-- Polecenie --
Zapisz cały poniższy materiał jako tabelę Markdown o kolumnach „Nr” i „Treść”, gdzie każdy wiersz zawiera kolejny numer i jedną linię. Puste linie pomiń.

[Zebrane wpisy danych]
= = =
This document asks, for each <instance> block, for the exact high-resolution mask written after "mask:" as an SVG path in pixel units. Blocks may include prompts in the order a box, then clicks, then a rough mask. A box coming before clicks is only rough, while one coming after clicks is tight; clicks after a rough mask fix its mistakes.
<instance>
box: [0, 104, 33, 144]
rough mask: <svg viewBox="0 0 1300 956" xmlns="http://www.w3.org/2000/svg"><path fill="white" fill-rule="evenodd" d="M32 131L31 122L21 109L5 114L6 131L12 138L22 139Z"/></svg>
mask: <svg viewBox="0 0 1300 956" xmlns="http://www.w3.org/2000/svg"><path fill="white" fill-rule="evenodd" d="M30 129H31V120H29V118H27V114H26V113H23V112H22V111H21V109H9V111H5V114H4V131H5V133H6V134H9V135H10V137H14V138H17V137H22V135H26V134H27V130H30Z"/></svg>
= = =
-- Rozwiązanie --
| Nr | Treść |
|---|---|
| 1 | This document asks, for each <instance> block, for the exact high-resolution mask written after "mask:" as an SVG path in pixel units. Blocks may include prompts in the order a box, then clicks, then a rough mask. A box coming before clicks is only rough, while one coming after clicks is tight; clicks after a rough mask fix its mistakes. |
| 2 | <instance> |
| 3 | box: [0, 104, 33, 144] |
| 4 | rough mask: <svg viewBox="0 0 1300 956" xmlns="http://www.w3.org/2000/svg"><path fill="white" fill-rule="evenodd" d="M32 131L31 122L21 109L5 114L6 131L12 138L22 139Z"/></svg> |
| 5 | mask: <svg viewBox="0 0 1300 956" xmlns="http://www.w3.org/2000/svg"><path fill="white" fill-rule="evenodd" d="M30 129H31V120H29V118H27V114H26V113H23V112H22V111H21V109H9V111H5V114H4V131H5V133H6V134H9V135H10V137H14V138H17V137H22V135H26V134H27V130H30Z"/></svg> |